_Exercise task A:_
Copy out every line of the records that contains the string "headphone", matching case exactly.

In defense of my home state of Iowa (now live in California), we are doing pretty well except for this one crazy, tv machine sellin’ lady. Oh wait, Grassley is kind of a douche too. Ok, except for these two crab asses, we’re a decent state; we vote democratic and let the gays marry! Woot!
For the record, senior porn is a looping video of Ronald Regan taking a nap interspersed with old “buy war bonds” and ovaltine commercials while the song “boogie woogie bugle boy from company ‘b’” churns away in the background. There are no black people in senior porn. Also.
Mrs. Nissen remembers the goold old days when one of her boobs
was labeled “whites only”
and the other one “coloreds only”
Those TVs don’t pick up anything without a converter box, so I’m guessing she’ll get $3 apiece for them at the garage sale, and then only if you throw in the Corningware dish.
queeraselvis v 2.0: I forgot about that legislative hemorrhoid.

_Exercise task B:_
Carry on the comment thread about Iowa from its final line, in the same voice.

_Material to process:_
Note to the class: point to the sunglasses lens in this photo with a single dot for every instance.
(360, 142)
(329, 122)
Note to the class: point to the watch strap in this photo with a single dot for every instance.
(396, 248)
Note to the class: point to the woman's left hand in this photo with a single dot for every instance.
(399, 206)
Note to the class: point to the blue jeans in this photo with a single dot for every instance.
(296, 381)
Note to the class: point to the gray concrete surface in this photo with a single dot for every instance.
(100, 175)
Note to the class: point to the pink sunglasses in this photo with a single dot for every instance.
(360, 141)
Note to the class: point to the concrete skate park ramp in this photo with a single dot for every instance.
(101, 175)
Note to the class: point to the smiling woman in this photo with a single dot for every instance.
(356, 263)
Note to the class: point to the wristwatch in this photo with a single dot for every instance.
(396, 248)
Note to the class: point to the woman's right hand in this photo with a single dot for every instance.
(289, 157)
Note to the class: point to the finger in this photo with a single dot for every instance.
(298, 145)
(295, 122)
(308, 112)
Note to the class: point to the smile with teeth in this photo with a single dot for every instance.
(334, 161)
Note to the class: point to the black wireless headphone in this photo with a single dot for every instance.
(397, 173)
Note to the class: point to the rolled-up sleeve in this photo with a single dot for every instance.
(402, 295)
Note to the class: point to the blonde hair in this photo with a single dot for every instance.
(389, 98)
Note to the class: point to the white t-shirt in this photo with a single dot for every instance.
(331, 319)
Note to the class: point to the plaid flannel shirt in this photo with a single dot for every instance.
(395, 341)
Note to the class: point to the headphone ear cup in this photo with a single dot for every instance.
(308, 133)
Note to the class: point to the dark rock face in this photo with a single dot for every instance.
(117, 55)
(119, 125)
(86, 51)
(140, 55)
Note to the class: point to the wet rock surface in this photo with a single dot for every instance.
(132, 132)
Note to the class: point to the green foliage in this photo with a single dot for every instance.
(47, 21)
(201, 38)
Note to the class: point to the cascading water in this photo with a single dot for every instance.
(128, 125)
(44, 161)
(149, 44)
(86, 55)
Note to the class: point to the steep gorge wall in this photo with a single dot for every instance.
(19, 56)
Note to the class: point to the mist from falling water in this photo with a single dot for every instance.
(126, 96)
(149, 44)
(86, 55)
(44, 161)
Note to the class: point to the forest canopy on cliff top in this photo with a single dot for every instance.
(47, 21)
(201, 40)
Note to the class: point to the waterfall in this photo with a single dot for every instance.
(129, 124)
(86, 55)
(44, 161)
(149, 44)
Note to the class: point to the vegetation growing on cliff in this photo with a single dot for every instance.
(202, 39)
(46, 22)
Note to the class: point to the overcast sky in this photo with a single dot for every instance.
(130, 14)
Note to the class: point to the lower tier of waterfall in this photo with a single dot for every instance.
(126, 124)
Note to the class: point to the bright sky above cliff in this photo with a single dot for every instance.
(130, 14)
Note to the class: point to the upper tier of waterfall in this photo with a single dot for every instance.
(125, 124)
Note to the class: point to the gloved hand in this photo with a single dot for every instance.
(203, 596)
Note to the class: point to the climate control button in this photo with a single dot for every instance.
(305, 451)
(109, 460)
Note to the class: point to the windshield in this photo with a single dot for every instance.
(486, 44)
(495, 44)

_Task result A:_
Note to the class: point to the black wireless headphone in this photo with a single dot for every instance.
Note to the class: point to the headphone ear cup in this photo with a single dot for every instance.

_Task result B:_
HolyCow: Somehow I doubt she watches PBS
It’s like my beloved Grandmother (maybe she rest in peace) once said– she likes seeing black people on TV it’s just that there’s too many of them on
Daily Times Herald, December 8, 1941 Ten year-old Carroll County resident Deloris Nissen is selling her radio becuase she is tired of hearing President Roosevelt’s voice. “Today was the last straw” said little Deloris “with the way he went on about the country being bombed by those slant-eyed bastards”….
I don’t get the Obama channel. Must not be basic cable. Or is it pay-per-view?
oh, and she paid $5.50 for the ad, which she is unlikely to recoup (unless the local wingnuttigentsia make a media event out of auctioning off her teevees), so that’s full of fail.
Also: Carroll County? Big accident there a few years back as I recall.
Sad thing is that when I read the title of this post I was afraid it was going to be talking about an older lady my husband works with. She has gotten rid of her teevees since the switch to digital because it was just too much effort to get a converter. Now she watches no teevee. My relief when it said the lady was in Carroll county and not Linn.
V572625694: Electrons don’t die. Like the rest of us, they go through regular cycles of stimulation and discharge.
“I thought, my gosh, does he ever stay at the White House?”
Just as bad as Bush.
I bet she loved her some “Amos ‘n Andy” back in the day.
Monsieur Grumpe: “I have the batteries. I’m ready for him.”
That line absolutely had me in stitches. Obama-haters are so funny!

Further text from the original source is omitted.